[Saved data entries]
********************
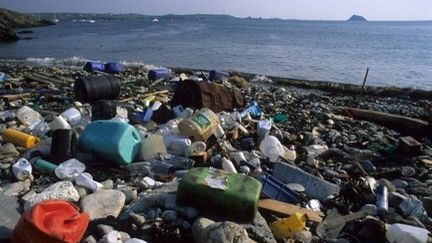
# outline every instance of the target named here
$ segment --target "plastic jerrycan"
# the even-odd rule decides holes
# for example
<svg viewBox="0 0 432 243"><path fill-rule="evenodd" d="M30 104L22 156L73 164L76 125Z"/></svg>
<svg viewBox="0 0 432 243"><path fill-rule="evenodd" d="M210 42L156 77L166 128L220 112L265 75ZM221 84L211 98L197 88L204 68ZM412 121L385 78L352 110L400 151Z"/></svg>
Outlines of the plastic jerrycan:
<svg viewBox="0 0 432 243"><path fill-rule="evenodd" d="M139 132L128 123L101 120L87 125L79 137L79 148L119 165L131 163L140 150Z"/></svg>
<svg viewBox="0 0 432 243"><path fill-rule="evenodd" d="M274 236L278 240L291 237L295 232L306 227L306 214L294 213L288 218L276 220L270 224Z"/></svg>
<svg viewBox="0 0 432 243"><path fill-rule="evenodd" d="M191 118L182 120L178 124L178 129L183 136L205 142L213 135L213 130L218 124L217 115L208 108L202 108Z"/></svg>
<svg viewBox="0 0 432 243"><path fill-rule="evenodd" d="M2 136L5 142L24 148L33 148L40 142L38 137L11 128L6 129Z"/></svg>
********************
**Aim of the exercise:**
With the images omitted, output all entries exactly as given.

**Reply to the exercise:**
# outline every instance of the target named here
$ segment --target "plastic jerrycan"
# the even-odd rule decides holes
# for example
<svg viewBox="0 0 432 243"><path fill-rule="evenodd" d="M30 104L22 156L73 164L76 125Z"/></svg>
<svg viewBox="0 0 432 243"><path fill-rule="evenodd" d="M210 42L156 77L166 128L220 112L265 75ZM221 84L211 98L197 88L204 68ZM412 121L385 78L352 110L400 151Z"/></svg>
Outlines of the plastic jerrycan:
<svg viewBox="0 0 432 243"><path fill-rule="evenodd" d="M139 132L128 123L101 120L87 125L79 137L79 148L119 165L131 163L140 150Z"/></svg>
<svg viewBox="0 0 432 243"><path fill-rule="evenodd" d="M274 236L278 240L291 237L295 232L306 227L306 214L294 213L288 218L276 220L270 224Z"/></svg>
<svg viewBox="0 0 432 243"><path fill-rule="evenodd" d="M191 118L182 120L178 124L178 129L183 136L205 142L213 135L213 130L218 124L217 115L208 108L202 108Z"/></svg>
<svg viewBox="0 0 432 243"><path fill-rule="evenodd" d="M2 136L5 142L24 148L33 148L40 142L38 137L11 128L6 129Z"/></svg>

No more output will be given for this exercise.